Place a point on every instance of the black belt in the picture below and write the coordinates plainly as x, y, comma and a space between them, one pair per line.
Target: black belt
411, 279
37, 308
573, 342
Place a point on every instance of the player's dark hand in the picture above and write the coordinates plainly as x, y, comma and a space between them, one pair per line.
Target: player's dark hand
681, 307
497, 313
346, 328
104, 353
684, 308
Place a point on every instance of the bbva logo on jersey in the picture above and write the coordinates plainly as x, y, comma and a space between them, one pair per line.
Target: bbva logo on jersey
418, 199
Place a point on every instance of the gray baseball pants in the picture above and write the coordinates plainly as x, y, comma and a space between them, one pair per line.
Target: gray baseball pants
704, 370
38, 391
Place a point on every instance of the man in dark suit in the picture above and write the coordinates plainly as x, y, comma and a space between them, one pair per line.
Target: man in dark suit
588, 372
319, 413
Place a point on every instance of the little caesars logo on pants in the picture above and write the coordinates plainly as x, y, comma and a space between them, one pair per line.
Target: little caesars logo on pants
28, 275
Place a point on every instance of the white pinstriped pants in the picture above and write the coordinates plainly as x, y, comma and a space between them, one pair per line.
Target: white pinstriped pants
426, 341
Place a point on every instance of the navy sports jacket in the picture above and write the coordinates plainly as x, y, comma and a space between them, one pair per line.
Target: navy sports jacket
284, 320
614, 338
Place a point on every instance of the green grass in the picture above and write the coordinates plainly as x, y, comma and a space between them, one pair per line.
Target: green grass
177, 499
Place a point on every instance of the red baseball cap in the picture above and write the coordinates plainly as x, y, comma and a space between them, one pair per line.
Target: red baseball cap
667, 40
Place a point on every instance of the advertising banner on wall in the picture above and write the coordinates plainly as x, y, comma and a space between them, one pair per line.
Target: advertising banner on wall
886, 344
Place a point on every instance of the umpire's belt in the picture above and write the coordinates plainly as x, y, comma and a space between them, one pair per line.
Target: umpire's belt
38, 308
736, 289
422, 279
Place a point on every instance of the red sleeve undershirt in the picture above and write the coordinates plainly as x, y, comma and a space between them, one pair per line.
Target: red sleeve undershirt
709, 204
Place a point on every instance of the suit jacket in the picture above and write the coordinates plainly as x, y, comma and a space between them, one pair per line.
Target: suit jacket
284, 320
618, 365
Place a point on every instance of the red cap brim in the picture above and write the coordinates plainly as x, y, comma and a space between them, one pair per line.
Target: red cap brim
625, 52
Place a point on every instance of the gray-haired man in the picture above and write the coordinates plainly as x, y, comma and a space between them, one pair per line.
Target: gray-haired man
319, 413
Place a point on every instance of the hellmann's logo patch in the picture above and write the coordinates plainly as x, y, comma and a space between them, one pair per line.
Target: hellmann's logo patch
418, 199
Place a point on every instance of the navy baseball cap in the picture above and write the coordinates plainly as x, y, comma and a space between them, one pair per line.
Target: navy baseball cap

★ ★ ★ ★ ★

* [Job]: Reproduce the entire listing above verbatim, from its first line through its last, with no changes.

* [Written answer]:
Place a point on every instance of the black belt in the picture below and write the coordinates plainly as x, y, comma and a space between them, one pair per line.
Target: black belt
411, 279
37, 308
573, 342
Place a point on every instance of the player's dark hand in the picture above and write the coordinates plainly as x, y, comma and a space between them, one pair per line.
Target: player's dark hand
681, 307
497, 313
346, 328
104, 353
684, 308
Place a point on every instance of the bbva logo on jersey in the picture above and write the coordinates plainly as x, y, comma and a space between them, one pair per line.
Target: bbva logo on jersey
418, 199
Place a point on every instance of the gray baseball pants in the picture above and write the coordinates plainly as x, y, comma and a space between them, one pair per line.
Target: gray baseball pants
704, 370
38, 391
Place a point on every instance of the man in dark suit in the picture above and write the coordinates plainly as x, y, comma and a space between them, one pair per line.
Target: man in dark suit
588, 372
319, 413
Place a point on every instance of the little caesars logo on pants in the picture above and write the coordinates plainly as x, y, comma and a space between them, one pair per line.
Target: little caesars logo on pants
28, 275
Place a point on every instance of the white pinstriped pants in the picture above and write the coordinates plainly as x, y, comma and a space between them, one pair per line.
Target: white pinstriped pants
426, 341
Place a point on every instance of the navy sports jacket in the picture above and write the coordinates plainly as x, y, comma and a space between them, one pair per line.
Target: navy sports jacket
284, 320
614, 338
Place a point on every instance of the green grass in the picture above and write the coordinates plainly as x, y, comma and a space between them, one pair per line.
Target: green grass
177, 499
Place a point on every instance of the red baseball cap in the picture above and write the coordinates plainly as x, y, comma and a space between them, one pair per line.
Target: red baseball cap
667, 40
Place a point on every instance of the advertising banner on wall in the picture above and write the coordinates plainly as x, y, comma and a space between them, one pair per line.
Target: advertising banner on wall
886, 344
Place a point on every instance of the umpire's belt in the picture above and write the coordinates plainly as x, y, comma and a space between them, one pair per line.
Target: umpire's belt
38, 308
736, 289
422, 279
Place a point on every instance of the red sleeve undershirt in the picture above and write the coordinates plainly as x, y, comma and a space between them, one pair per line.
Target: red sleeve undershirt
709, 204
Place a point on every instance of the suit jacket in the picture above and write the coordinates plainly as x, y, comma and a space between them, one pair per line.
Target: suit jacket
284, 320
618, 365
Place a point on every instance of the red cap brim in the picture above and write the coordinates plainly as x, y, comma and a space between them, one pair per line.
Target: red cap brim
625, 52
Place a point on every instance of the gray-haired man in the picture above and write the coordinates plainly as x, y, comma and a space between them, one pair per line.
Target: gray-haired man
319, 413
Place a point on every instance of the hellmann's logo patch in the picture above and write the coordinates plainly as x, y, comma and a space between them, one pair per line.
Target: hellmann's logo patch
418, 199
Place a point on every instance of the navy baseball cap in the picture above and write the coordinates plainly as x, y, comma and a space between them, one pair per line.
Target: navy baseball cap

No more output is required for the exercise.